Exercise requirements
Line by line, return the listing exactly, without any of the images.

● ● ●

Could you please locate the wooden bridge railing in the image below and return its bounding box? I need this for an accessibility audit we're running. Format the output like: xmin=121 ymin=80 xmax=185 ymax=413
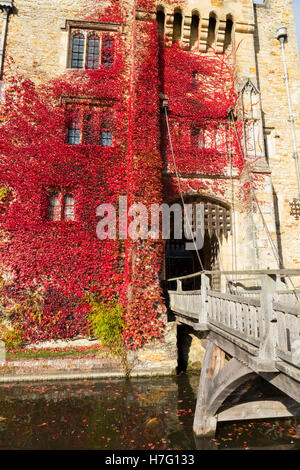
xmin=168 ymin=270 xmax=300 ymax=375
xmin=206 ymin=290 xmax=261 ymax=348
xmin=274 ymin=301 xmax=300 ymax=370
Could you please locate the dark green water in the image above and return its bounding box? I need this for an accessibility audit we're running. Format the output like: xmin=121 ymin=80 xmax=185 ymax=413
xmin=0 ymin=375 xmax=299 ymax=450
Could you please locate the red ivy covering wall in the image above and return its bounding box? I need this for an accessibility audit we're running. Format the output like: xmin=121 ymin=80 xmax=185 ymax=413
xmin=0 ymin=0 xmax=244 ymax=347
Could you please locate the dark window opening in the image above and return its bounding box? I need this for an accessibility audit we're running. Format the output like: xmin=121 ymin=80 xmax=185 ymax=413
xmin=71 ymin=34 xmax=85 ymax=69
xmin=207 ymin=15 xmax=216 ymax=50
xmin=157 ymin=10 xmax=165 ymax=39
xmin=224 ymin=18 xmax=233 ymax=52
xmin=101 ymin=36 xmax=114 ymax=69
xmin=172 ymin=12 xmax=182 ymax=44
xmin=264 ymin=137 xmax=269 ymax=164
xmin=48 ymin=192 xmax=75 ymax=221
xmin=191 ymin=128 xmax=200 ymax=146
xmin=101 ymin=130 xmax=112 ymax=147
xmin=48 ymin=194 xmax=61 ymax=221
xmin=67 ymin=115 xmax=81 ymax=145
xmin=190 ymin=14 xmax=199 ymax=50
xmin=86 ymin=35 xmax=100 ymax=69
xmin=64 ymin=194 xmax=75 ymax=221
xmin=83 ymin=111 xmax=100 ymax=144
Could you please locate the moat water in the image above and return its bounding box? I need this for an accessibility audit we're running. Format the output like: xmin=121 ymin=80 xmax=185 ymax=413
xmin=0 ymin=375 xmax=299 ymax=450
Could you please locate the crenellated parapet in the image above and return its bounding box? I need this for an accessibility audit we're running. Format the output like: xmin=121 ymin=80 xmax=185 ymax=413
xmin=136 ymin=2 xmax=255 ymax=53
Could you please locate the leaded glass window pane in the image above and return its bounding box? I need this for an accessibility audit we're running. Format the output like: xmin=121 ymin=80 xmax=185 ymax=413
xmin=68 ymin=116 xmax=81 ymax=145
xmin=86 ymin=35 xmax=100 ymax=70
xmin=101 ymin=131 xmax=112 ymax=147
xmin=48 ymin=194 xmax=61 ymax=221
xmin=71 ymin=34 xmax=84 ymax=69
xmin=64 ymin=194 xmax=75 ymax=221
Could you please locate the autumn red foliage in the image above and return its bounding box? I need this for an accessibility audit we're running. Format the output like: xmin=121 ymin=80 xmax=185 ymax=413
xmin=0 ymin=0 xmax=244 ymax=348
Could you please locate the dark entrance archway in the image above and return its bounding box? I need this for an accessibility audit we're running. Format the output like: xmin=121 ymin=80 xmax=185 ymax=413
xmin=165 ymin=196 xmax=231 ymax=291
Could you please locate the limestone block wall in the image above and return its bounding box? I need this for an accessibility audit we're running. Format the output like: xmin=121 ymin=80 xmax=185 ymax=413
xmin=2 ymin=0 xmax=120 ymax=82
xmin=254 ymin=0 xmax=300 ymax=271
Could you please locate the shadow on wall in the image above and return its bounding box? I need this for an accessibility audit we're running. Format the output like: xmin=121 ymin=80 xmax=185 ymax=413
xmin=177 ymin=325 xmax=208 ymax=372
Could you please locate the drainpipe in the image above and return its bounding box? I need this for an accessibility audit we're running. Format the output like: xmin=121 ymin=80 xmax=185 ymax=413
xmin=0 ymin=1 xmax=13 ymax=79
xmin=276 ymin=26 xmax=300 ymax=200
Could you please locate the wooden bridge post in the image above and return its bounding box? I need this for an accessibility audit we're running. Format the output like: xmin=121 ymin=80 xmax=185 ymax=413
xmin=177 ymin=279 xmax=183 ymax=293
xmin=193 ymin=340 xmax=225 ymax=436
xmin=199 ymin=273 xmax=209 ymax=328
xmin=252 ymin=274 xmax=277 ymax=371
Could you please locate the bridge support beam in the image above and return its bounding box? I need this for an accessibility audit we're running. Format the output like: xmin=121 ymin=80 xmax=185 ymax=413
xmin=193 ymin=340 xmax=225 ymax=436
xmin=193 ymin=340 xmax=255 ymax=437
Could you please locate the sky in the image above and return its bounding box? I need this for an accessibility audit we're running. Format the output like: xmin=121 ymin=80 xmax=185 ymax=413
xmin=294 ymin=0 xmax=300 ymax=53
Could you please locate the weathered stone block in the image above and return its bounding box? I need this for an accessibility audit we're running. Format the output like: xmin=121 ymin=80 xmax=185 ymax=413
xmin=0 ymin=341 xmax=5 ymax=361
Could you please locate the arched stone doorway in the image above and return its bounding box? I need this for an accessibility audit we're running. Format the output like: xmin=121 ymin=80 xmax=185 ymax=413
xmin=165 ymin=196 xmax=231 ymax=291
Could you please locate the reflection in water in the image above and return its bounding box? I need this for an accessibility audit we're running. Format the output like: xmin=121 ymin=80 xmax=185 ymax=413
xmin=0 ymin=375 xmax=298 ymax=450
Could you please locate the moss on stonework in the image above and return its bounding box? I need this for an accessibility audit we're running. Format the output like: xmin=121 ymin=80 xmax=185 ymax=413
xmin=186 ymin=360 xmax=202 ymax=371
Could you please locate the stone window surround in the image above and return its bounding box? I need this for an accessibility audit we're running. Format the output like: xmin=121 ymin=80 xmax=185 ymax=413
xmin=63 ymin=99 xmax=115 ymax=147
xmin=61 ymin=20 xmax=121 ymax=70
xmin=47 ymin=190 xmax=75 ymax=222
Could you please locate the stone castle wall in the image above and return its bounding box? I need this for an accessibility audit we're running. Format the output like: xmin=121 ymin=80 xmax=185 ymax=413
xmin=1 ymin=0 xmax=300 ymax=372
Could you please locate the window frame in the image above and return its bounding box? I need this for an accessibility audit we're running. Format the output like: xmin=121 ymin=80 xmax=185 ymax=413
xmin=86 ymin=33 xmax=101 ymax=70
xmin=70 ymin=32 xmax=85 ymax=69
xmin=67 ymin=24 xmax=117 ymax=70
xmin=100 ymin=130 xmax=113 ymax=147
xmin=47 ymin=190 xmax=76 ymax=222
xmin=67 ymin=112 xmax=81 ymax=145
xmin=65 ymin=103 xmax=115 ymax=147
xmin=190 ymin=124 xmax=228 ymax=150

● ● ●

The completed task
Could you please locate the wooden bridge railing in the image below and return its bounding box? I need this for an accessibility audit we're running. Format the output like: xmin=121 ymin=80 xmax=185 ymax=413
xmin=168 ymin=270 xmax=300 ymax=375
xmin=206 ymin=290 xmax=261 ymax=348
xmin=274 ymin=301 xmax=300 ymax=370
Could you please locate the dark green water in the image above and return its bounding box? I need this for an accessibility audit we're running. Format the output like: xmin=121 ymin=80 xmax=185 ymax=413
xmin=0 ymin=375 xmax=299 ymax=450
Could you please locate the red ivy covering wall in the image above and return its bounding box? I need this for an accessibility audit we're running. Format the output like: xmin=121 ymin=80 xmax=185 ymax=413
xmin=0 ymin=0 xmax=244 ymax=347
Could you please locate the dark window opening in the image above and return its bounding box? I need this for an accessibility audit we're running. Format the output like: xmin=121 ymin=80 xmax=185 ymax=413
xmin=71 ymin=34 xmax=85 ymax=69
xmin=207 ymin=15 xmax=216 ymax=50
xmin=157 ymin=10 xmax=165 ymax=39
xmin=224 ymin=18 xmax=233 ymax=52
xmin=101 ymin=36 xmax=114 ymax=69
xmin=172 ymin=12 xmax=182 ymax=44
xmin=264 ymin=137 xmax=269 ymax=164
xmin=48 ymin=192 xmax=75 ymax=221
xmin=191 ymin=128 xmax=200 ymax=146
xmin=101 ymin=130 xmax=112 ymax=147
xmin=48 ymin=194 xmax=61 ymax=221
xmin=67 ymin=115 xmax=81 ymax=145
xmin=190 ymin=14 xmax=199 ymax=50
xmin=86 ymin=35 xmax=100 ymax=69
xmin=64 ymin=194 xmax=75 ymax=221
xmin=83 ymin=111 xmax=100 ymax=144
Could you please locate the moat water in the image above and return its bounding box? I need this for an accessibility audit we're running. Format the output like: xmin=121 ymin=80 xmax=185 ymax=413
xmin=0 ymin=375 xmax=299 ymax=450
Could you please locate the crenellated parapet in the image above and return its bounding box? I need this for an accessibility audit we're running. Format the output like: xmin=121 ymin=80 xmax=185 ymax=413
xmin=136 ymin=2 xmax=255 ymax=53
Could you please locate the leaded glass window pane in the image above and return its bounding box? I need this for an accessibility audit we're running. Format the output like: xmin=121 ymin=80 xmax=185 ymax=413
xmin=68 ymin=116 xmax=81 ymax=145
xmin=86 ymin=35 xmax=100 ymax=70
xmin=101 ymin=131 xmax=112 ymax=147
xmin=48 ymin=194 xmax=61 ymax=221
xmin=71 ymin=34 xmax=84 ymax=69
xmin=64 ymin=194 xmax=75 ymax=221
Could you please locate the autumn red foliage in the image above and return its bounding box? I need this for an accessibility audit we're running. Format the output like: xmin=121 ymin=80 xmax=185 ymax=413
xmin=0 ymin=0 xmax=244 ymax=348
Could you please locate the dark entrance archway in the image above and return its bounding box? I need this for an accessibility audit we're running. Format the output like: xmin=121 ymin=80 xmax=185 ymax=413
xmin=165 ymin=196 xmax=231 ymax=291
Could you please locate the limestone block wall in the image above and return its bounding box? I need this for an accessibility audit we're running. Format the output like: xmin=121 ymin=80 xmax=185 ymax=413
xmin=2 ymin=0 xmax=120 ymax=82
xmin=254 ymin=0 xmax=300 ymax=271
Could you please locate the shadow on wall in the image above and return its bounding box? I need this for an accessibility audit we're running. Format the output like: xmin=121 ymin=80 xmax=185 ymax=413
xmin=177 ymin=325 xmax=208 ymax=372
Could you please locate the drainpipe in the image above and return its bounding box? I need this for an accessibility audit we're running. Format the output like: xmin=121 ymin=80 xmax=185 ymax=413
xmin=0 ymin=1 xmax=13 ymax=79
xmin=276 ymin=26 xmax=300 ymax=200
Could you please locate the wooden bridge post in the image above and return its bounding box? I need this for an accessibility audit we're running. Format the output like: xmin=121 ymin=80 xmax=185 ymax=413
xmin=177 ymin=279 xmax=183 ymax=293
xmin=193 ymin=340 xmax=225 ymax=436
xmin=199 ymin=273 xmax=209 ymax=328
xmin=252 ymin=274 xmax=277 ymax=371
Could you please locate the bridge support beam in the image above and return its bounding box? I need this for an accessibility audit we're running. Format the output like: xmin=121 ymin=80 xmax=185 ymax=413
xmin=193 ymin=340 xmax=225 ymax=436
xmin=193 ymin=340 xmax=255 ymax=437
Could you please locate the sky in the image above and return its bounding box? I need this for an accessibility audit we're running. Format the output like: xmin=121 ymin=80 xmax=185 ymax=413
xmin=294 ymin=0 xmax=300 ymax=53
Could you please locate the weathered stone block in the image above and return its bounding box? I need this for an accessibility audit we're running. Format the output like: xmin=121 ymin=80 xmax=185 ymax=413
xmin=0 ymin=341 xmax=5 ymax=361
Could you please locate the arched stone doorway in the image above and return its bounding box? I need this for an accessibility audit we're running. Format the output like: xmin=121 ymin=80 xmax=185 ymax=413
xmin=165 ymin=196 xmax=231 ymax=291
Could you please locate the reflection in water in the image above and return its bounding box? I need this for an accessibility audit we're running. Format the output like: xmin=121 ymin=80 xmax=185 ymax=413
xmin=0 ymin=375 xmax=298 ymax=450
Could you please locate the moss on stonework in the image above and return its bounding box? I need this for an accessibility audit we're running. Format the output like: xmin=121 ymin=80 xmax=185 ymax=413
xmin=186 ymin=360 xmax=202 ymax=371
Could you please locate the stone window surround in the image above and return its bounding box? I need this for an accessibility audit we're running. Format the output like: xmin=121 ymin=80 xmax=185 ymax=413
xmin=63 ymin=99 xmax=115 ymax=147
xmin=61 ymin=20 xmax=121 ymax=70
xmin=47 ymin=190 xmax=75 ymax=222
Could you please locate the stone castle wall in the image above and return its bounding box? I need this for an accessibility audit we're running. Format the output like: xmin=121 ymin=80 xmax=185 ymax=413
xmin=1 ymin=0 xmax=300 ymax=372
Could you please locate the window frame in the image above and return its bounding box? I need this for an accessibility audit we're running. Format the output like: xmin=121 ymin=80 xmax=185 ymax=413
xmin=86 ymin=33 xmax=101 ymax=70
xmin=70 ymin=32 xmax=85 ymax=69
xmin=67 ymin=24 xmax=117 ymax=70
xmin=100 ymin=130 xmax=113 ymax=147
xmin=47 ymin=190 xmax=76 ymax=222
xmin=67 ymin=112 xmax=81 ymax=145
xmin=65 ymin=103 xmax=115 ymax=147
xmin=190 ymin=124 xmax=228 ymax=150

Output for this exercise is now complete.